JD Greear takes on the task of teaching Bart Ehrman a little something about argumentation. Excellently done.

But surely Dr. Ehrman must realize that Bible scholars have demonstrated that Jesus’ claim to deity in the Synoptic Gospels (Matthew, Mark and Luke) are MUCH more substantial than he suggests to his students. They are not as blatant as Jesus walking around saying “I am God,” but just as significant. Ehrman does not address these more sophisticated arguments, ignoring them as if all Christianity had to offer were clever, anecdotal slights of hand.

Take, for instance this lengthy passage from N.T. Wright about Jesus’ claims to be God from an appendix in the great book by Antony Flew, There is a God: How the World’s Most Notorious Atheist Changed His Mind. Why doesn’t Ehrman address this argument in class? Why pick on a weak argument as if that is all Christianity has to offer? To disagree with it would be one thing, to pretend it doesn’t even exist and beat up something weak in its place is not responsible argumentation.

— Problem to solve —
Copy word for word the part of the post on Bart Ehrman that opens with the words containing "Take, for instance" and closes with "not responsible argumentation.".

Referring expression data:
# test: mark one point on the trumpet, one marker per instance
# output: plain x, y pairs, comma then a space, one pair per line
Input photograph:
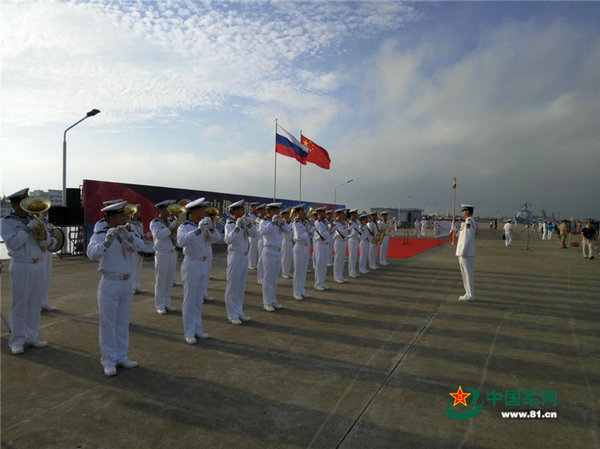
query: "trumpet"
213, 213
36, 206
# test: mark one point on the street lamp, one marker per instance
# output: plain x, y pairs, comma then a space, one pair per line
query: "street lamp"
89, 114
335, 190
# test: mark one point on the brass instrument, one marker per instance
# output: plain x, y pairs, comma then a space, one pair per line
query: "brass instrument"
130, 210
36, 206
213, 213
177, 210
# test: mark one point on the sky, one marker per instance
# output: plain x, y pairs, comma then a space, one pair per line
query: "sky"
504, 96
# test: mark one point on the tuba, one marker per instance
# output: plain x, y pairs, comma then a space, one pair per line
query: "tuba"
36, 206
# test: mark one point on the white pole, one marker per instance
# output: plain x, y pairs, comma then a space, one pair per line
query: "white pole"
275, 170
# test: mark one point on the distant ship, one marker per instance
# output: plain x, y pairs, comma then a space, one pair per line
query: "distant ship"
524, 215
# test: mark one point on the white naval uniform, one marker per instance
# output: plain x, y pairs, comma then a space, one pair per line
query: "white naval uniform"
330, 226
237, 240
286, 251
385, 243
374, 230
508, 231
137, 258
260, 269
165, 261
27, 277
194, 273
209, 260
271, 259
301, 236
340, 237
353, 240
365, 238
322, 250
465, 250
253, 242
115, 294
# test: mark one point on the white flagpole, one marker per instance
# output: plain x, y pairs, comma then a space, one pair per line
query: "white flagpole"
275, 170
300, 177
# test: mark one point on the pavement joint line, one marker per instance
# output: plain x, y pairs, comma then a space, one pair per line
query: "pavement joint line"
346, 392
400, 359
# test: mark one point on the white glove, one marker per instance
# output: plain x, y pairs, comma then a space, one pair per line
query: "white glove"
33, 225
111, 235
204, 224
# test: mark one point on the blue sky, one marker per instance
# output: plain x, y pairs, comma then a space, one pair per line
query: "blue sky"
503, 95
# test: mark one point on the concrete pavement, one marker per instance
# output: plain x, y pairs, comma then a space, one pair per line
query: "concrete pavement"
367, 364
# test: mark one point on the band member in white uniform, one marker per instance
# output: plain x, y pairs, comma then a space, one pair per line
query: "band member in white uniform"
195, 236
322, 249
353, 240
417, 228
301, 236
329, 220
508, 232
271, 230
113, 249
164, 234
238, 230
365, 239
374, 230
260, 272
137, 257
386, 227
26, 270
465, 250
286, 246
253, 251
340, 239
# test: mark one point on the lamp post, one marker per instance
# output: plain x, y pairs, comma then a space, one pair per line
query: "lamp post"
89, 114
335, 190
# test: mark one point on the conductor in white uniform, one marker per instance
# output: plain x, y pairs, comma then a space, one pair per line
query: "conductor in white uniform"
465, 250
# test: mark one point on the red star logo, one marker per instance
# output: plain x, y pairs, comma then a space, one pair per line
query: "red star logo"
459, 397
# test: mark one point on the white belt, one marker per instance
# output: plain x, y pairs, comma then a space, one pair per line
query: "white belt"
116, 276
237, 251
29, 260
197, 259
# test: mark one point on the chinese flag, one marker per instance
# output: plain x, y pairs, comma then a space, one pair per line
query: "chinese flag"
316, 154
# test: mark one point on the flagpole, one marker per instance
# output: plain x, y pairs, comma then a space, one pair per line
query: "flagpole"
453, 209
275, 170
300, 177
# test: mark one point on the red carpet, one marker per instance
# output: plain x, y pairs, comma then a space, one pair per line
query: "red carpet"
401, 248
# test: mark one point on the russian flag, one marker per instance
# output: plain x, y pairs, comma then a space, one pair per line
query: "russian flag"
288, 145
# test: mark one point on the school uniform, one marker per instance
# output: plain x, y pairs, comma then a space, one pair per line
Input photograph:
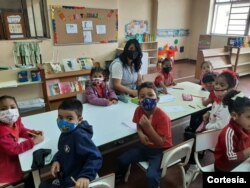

— Exercise result —
Take, for instance this lengthy passage from N.T. Wright about Jesus’ claims to be God from an appendix in the great book by Antony Flew, There is a God: How the World’s Most Notorious Atheist Changed His Mind. Why doesn’t Ehrman address this argument in class? Why pick on a weak argument as if that is all Christianity has to offer? To disagree with it would be one thing, to pretend it doesn’t even exist and beat up something weak in its place is not responsible argumentation.